# Mercury Fehlerberichterstattung



## online-markus (31. Oktober 2005)

Hi,
ich hab auf meinem lokalen Server den Mercery Mail Transport drauf (mit xampp).

Funktioniert auch soweit problemlos.

Nur wenn zb. mein Online SMTP Server mal kurz off ist hab ich ein Problem.
Mercury versucht die Mail zu senden, und bricht mit .failed Error FF servicing queue job
ab.
Das ganze steht auch nur in der entsprechenden Console im Adminbreich. Außerdem versucht Mercury nichteinmal die Mail wiederholt zu sendenund er schickt auch keine Benachrichtigung zurück dass es nicht ging.
D.h. wenn der Server mal nicht anwortet bekomm ich nichtmal mit, dass meine Mail nicht verschickt wurde.

Weis jemand wie und wo man das einstellen kann?
So wie es jetzt ist, macht es keinen Sinn wie ich finde.

thx Markus


----------



## online-markus (31. Oktober 2005)

jetzt ist mir gerade was aufgefallen.

Ich hab so ca um Null Uhr mal vorgetäuscht, dass der Server off ist, indem ich einfach den name vom Sever geändert hab.
Nun hab ich gerade festgestellt (ca 20min später). Dass er eine Mail weggeschickt hat, es war die ursprüngliche, die er hätte vorher senden sollen.

Ist es dann so, dass Mercury einfach später nocheinmal sendet?
Mir kommt nur die Zeitpanne etwas groß vor.

Weis jmd. was dazu?


----------



## Dr Dau (31. Oktober 2005)

Hallo!

Ein "echter" Mailserver ist immer online..... und es gibt noch mindestens einen Ersatzserver...... wenn beide nicht erreichbar sind, dann liegt ein ernsthaftes Problem vor.
Daher ist es Schwachsinn zu versuchen jede Minute erneut zu senden, wenn der Zielserver durch z.b. ein Routingproblem stundenlang nicht erreichbar ist.
GMX z.b. versucht (ich glaube) 24 Stunden lang Mails an den Zielserver zuzustellen, danach stellt GMX den Versuch ein und schickt eine Nachricht an den Absender.

Wenn Du also dein Intervall schon runter setzen willst, dann solltest Du es nicht übertreiben..... oder dir ein Zielserver suchen der eine anständige Verfügbarkeit aufweisen kann.

Ich habe es nicht getestet, aber ich meine den Intervall stellst Du über "Configuration --> Mercury Core Modul --> Files" ein.
Dort ist ein Eintrag für "Queue processing controls" --> "Minimum period between job retries".
Und da drunter dürften die maximalen Fehlversuche sein, bevor es als fehlgeschlagen abgebrochen wird.

Voreingestellt sind 30 Minuten und 16 Versuche.
Dein Zielserver schein also eine Zeitlang nicht erreichbar gewesen zu sein.

Gruss Dr Dau


----------



## online-markus (31. Oktober 2005)

hi,
Genau die Einstellung hab ich gesucht, thx!

Würdest du mir noch veraten, wie ich einen alternativen SMTP-Server angebe?

Gruß markus


----------



## Dr Dau (31. Oktober 2005)

Keine Ahnung.
Ich nutze Mercury überhaupt nicht.


----------

**Auszüge aus Datensätzen:**
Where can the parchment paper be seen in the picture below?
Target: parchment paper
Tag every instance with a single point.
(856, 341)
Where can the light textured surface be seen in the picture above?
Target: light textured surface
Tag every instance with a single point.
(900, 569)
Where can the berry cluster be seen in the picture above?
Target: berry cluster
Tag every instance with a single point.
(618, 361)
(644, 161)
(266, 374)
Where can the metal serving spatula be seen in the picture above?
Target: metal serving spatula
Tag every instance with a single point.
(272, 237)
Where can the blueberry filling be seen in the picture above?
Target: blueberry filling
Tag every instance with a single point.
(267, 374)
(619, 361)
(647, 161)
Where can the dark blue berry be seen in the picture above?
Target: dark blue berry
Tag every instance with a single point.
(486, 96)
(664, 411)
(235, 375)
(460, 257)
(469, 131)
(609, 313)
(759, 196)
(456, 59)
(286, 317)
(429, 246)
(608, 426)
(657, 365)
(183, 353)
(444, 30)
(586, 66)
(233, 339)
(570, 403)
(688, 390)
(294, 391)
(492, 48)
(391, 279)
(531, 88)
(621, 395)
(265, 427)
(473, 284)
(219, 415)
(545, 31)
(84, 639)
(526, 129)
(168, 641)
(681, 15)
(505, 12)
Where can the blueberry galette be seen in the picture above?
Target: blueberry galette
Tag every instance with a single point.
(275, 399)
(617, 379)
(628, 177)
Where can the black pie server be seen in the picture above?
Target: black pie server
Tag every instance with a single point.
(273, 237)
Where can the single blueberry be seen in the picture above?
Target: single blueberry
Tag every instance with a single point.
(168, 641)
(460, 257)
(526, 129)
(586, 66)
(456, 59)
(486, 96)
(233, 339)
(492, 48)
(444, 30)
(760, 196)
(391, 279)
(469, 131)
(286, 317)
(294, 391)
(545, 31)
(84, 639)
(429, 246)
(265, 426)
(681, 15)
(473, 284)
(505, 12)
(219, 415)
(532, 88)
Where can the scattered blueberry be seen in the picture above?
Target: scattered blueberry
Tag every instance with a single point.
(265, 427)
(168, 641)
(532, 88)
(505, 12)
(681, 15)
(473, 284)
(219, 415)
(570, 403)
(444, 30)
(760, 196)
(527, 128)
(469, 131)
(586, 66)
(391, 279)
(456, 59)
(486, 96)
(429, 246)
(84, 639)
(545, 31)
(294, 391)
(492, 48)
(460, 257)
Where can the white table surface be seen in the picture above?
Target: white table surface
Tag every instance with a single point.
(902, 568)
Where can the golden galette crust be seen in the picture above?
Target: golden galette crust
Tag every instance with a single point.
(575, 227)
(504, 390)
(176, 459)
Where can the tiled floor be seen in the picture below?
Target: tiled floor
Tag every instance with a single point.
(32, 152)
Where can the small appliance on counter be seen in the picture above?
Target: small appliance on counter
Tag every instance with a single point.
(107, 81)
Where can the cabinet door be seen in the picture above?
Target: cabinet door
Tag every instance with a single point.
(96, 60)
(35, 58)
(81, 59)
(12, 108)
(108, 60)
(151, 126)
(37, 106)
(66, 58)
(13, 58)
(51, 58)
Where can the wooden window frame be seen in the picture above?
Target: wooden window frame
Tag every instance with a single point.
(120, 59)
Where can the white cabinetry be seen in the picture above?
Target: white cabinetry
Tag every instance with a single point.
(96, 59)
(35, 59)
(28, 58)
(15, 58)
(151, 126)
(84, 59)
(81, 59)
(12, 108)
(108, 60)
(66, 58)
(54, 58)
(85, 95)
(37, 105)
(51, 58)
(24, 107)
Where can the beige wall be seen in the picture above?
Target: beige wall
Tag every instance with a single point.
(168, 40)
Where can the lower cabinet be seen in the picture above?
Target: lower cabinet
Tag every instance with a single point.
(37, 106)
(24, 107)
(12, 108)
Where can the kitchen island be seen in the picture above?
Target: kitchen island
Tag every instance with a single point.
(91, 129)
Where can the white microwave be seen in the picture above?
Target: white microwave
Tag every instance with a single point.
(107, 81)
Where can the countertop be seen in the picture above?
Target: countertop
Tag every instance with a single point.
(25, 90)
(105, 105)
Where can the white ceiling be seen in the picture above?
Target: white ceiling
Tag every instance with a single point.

**Übungsaufgaben:**
1. Welche Voreinstellungen für den Abstand zwischen Wiederholungsversuchen und die Zahl der Versuche nennt der Mercury-Thread?
2. Gib aus dem Mercury-Thread den Abschnitt wortgetreu wieder, der mit den Worten "GMX z.b. versucht" beginnt und mit "an den Absender." endet.

**Lösungen der Reihe nach:**
1. 30 Minuten und 16 Versuche.

2.
GMX z.b. versucht (ich glaube) 24 Stunden lang Mails an den Zielserver zuzustellen, danach stellt GMX den Versuch ein und schickt eine Nachricht an den Absender.